=== Source extract ===
In short, content providers want to control what we watch and how we watch it. D* is enabling them by forcing us to _see_ commercials. Like I said a few replies up...it's all about the cash.

Even knowing that I'm still getting a HR20 since I know I'll have to make the change eventually. Oh and I don't expect the _feature_ to change. In fact, I expect it to get worse as stations push harder on cable and satellite companies about customers and commercials.


----------



## Earl Bonovich (Nov 15, 2005)

Drunk Wex said:


> In short, content providers want to control what we watch and how we watch it. D* is enabling them by forcing us to _see_ commercials. Like I said a few replies up...it's all about the cash.
> 
> Even knowing that I'm still getting a HR20 since I know I'll have to make the change eventually. Oh and I don't expect the _feature_ to change. In fact, I expect it to get worse as stations push harder on cable and satellite companies about customers and commercials.


You all do realize that those "commercials" are what pays the multi million dollars it takes to film those shows we like...

Even though we "pay" DirecTV for our TV service... that is partially for distribution costs, and then some for the content.... but ultimately... the "entire" TV model is based on advertising revenue... even the "pay" movie channels have commercials now (they are just in between the programs)

Hence why we have DNS Issues (why the affiiliates won't let you have NY's/LA's feed) Amongst others.


----------



## Slyster (May 17, 2005)

I am worried that someday.. super short commercials (10-20 sec?)will be randomly placed in all shows often like every 3 to 5 minutes... thus making it worthless to even bother fastforwarding anymore.

That would be a VERY sad day.

... WOULD THEY DARE?


----------



## Earl Bonovich (Nov 15, 2005)

Slyster said:


> I am worried that someday.. super short commercials (10-20 sec?)will be randomly placed in all shows often like every 3 to 5 minutes... thus making it worthless to even bother fastforwarding anymore.
> 
> That would be a VERY sad day.
> 
> ... WOULD THEY DARE?


What do you mean "someday"... some networks are already doing that.

For example last weekend on the replay of the Teen Titans movie (on Saturday)... Most of the commercial brakes where ONE commercial, just enough for 1 slip. It was nearly EXACTLY as you described it... commercials where in there about ever 5 or 10 minutes.


----------



## Bobman (Jan 3, 2006)

Earl Bonovich said:


> SLIP will be improved to be as quick as it is on the R15, and a little smoother.


You mean its slower than how slow it is on the R-15 ?
=== Provided records ===
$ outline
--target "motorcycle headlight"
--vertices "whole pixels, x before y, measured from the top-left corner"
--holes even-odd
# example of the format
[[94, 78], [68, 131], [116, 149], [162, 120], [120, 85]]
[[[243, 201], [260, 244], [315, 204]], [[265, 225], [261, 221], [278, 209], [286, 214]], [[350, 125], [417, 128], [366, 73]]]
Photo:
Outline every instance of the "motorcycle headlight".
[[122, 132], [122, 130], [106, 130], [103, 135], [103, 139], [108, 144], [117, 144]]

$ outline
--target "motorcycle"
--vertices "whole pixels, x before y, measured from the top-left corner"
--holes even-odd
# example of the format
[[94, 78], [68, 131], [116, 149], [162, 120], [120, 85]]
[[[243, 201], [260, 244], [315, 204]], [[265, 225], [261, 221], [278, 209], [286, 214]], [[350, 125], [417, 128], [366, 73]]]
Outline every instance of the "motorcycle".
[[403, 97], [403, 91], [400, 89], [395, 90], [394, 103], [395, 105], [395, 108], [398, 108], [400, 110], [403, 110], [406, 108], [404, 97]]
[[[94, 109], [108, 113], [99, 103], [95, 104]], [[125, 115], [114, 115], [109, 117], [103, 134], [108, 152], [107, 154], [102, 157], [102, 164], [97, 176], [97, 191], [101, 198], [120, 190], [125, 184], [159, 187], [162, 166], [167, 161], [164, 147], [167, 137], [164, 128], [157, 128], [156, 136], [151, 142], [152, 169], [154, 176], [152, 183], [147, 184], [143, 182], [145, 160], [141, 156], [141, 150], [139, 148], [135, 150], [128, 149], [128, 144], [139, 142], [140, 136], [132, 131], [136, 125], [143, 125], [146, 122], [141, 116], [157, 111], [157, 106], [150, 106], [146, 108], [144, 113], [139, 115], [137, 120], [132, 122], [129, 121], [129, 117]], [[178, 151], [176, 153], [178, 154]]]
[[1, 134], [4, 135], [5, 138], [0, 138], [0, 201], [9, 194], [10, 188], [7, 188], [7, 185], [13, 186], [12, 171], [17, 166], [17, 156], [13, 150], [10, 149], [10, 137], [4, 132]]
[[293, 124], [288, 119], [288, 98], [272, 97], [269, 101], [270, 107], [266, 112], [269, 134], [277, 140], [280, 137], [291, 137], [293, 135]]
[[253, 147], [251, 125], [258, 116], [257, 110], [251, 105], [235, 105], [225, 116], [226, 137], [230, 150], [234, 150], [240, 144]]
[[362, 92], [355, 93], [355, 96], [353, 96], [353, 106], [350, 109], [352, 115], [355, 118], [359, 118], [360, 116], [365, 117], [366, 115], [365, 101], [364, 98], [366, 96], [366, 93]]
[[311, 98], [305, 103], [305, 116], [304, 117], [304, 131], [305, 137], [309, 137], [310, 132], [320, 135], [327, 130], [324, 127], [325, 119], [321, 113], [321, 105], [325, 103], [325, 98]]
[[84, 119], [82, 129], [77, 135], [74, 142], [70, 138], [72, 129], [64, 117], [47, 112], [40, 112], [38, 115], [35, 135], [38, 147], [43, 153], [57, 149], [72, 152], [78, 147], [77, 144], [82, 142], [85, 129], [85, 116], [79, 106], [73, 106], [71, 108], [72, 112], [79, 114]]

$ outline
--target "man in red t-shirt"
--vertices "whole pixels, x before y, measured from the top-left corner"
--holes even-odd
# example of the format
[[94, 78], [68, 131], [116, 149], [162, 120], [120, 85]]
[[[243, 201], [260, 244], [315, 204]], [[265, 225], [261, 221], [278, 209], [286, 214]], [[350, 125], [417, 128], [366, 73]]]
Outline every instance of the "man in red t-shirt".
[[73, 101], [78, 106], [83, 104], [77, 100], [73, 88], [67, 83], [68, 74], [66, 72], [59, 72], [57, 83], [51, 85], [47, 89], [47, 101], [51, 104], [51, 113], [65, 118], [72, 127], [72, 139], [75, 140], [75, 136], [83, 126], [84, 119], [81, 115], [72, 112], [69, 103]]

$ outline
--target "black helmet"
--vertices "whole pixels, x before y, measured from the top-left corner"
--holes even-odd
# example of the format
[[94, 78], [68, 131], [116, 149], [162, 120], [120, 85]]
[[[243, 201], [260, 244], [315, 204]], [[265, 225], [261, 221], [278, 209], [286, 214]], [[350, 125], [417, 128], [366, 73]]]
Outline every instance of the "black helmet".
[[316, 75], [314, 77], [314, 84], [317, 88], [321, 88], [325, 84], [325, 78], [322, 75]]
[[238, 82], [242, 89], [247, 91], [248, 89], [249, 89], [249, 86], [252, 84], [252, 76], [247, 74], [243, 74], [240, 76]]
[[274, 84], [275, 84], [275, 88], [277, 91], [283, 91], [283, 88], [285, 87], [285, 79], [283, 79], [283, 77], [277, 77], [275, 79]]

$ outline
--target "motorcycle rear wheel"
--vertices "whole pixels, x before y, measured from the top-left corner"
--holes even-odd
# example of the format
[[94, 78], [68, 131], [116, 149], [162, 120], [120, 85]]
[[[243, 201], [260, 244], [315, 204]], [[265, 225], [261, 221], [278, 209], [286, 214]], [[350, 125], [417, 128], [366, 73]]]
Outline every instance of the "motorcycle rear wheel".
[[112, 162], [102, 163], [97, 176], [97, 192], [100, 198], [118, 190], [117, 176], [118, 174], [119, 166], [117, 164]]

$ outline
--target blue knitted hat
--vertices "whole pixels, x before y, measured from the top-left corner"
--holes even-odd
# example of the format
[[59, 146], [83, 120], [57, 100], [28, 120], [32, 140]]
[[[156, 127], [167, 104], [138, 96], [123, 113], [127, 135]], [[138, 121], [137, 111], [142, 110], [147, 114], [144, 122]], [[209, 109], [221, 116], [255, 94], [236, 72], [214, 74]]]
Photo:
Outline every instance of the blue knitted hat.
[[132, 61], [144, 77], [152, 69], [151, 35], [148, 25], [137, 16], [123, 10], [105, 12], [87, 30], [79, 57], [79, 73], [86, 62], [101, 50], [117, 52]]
===
■ **The task**
Carry on the forum thread about TV commercials and skipping past them, picking up after its last post. The records have nothing to do with the forum thread about TV commercials.

■ **Answer to the task**
The slip is not that bad when you use it once for football like you said but when you load up to 5-6 times to get through a commercial break and it takes 15-20 seconds, THEN it becomes more unbearable.


----------



## Earl Bonovich (Nov 15, 2005)

Bobman said:


> You mean its slower than how slow it is on the R-15 ?
> 
> The slip is not that bad when you use it once for football like you said but when you load up to 5-6 times to get through a commercial break and it takes 15-20 seconds, THEN it becomes more unbearable.


It is a little slower then then R15's version


----------



## Drunk Wex (Sep 11, 2006)

Earl Bonovich said:


> You all do realize that those "commercials" are what pays the multi million dollars it takes to film those shows we like...
> 
> Even though we "pay" DirecTV for our TV service... that is partially for distribution costs, and then some for the content.... but ultimately... the "entire" TV model is based on advertising revenue... even the "pay" movie channels have commercials now (they are just in between the programs)
> 
> Hence why we have DNS Issues (why the affiiliates won't let you have NY's/LA's feed) Amongst others.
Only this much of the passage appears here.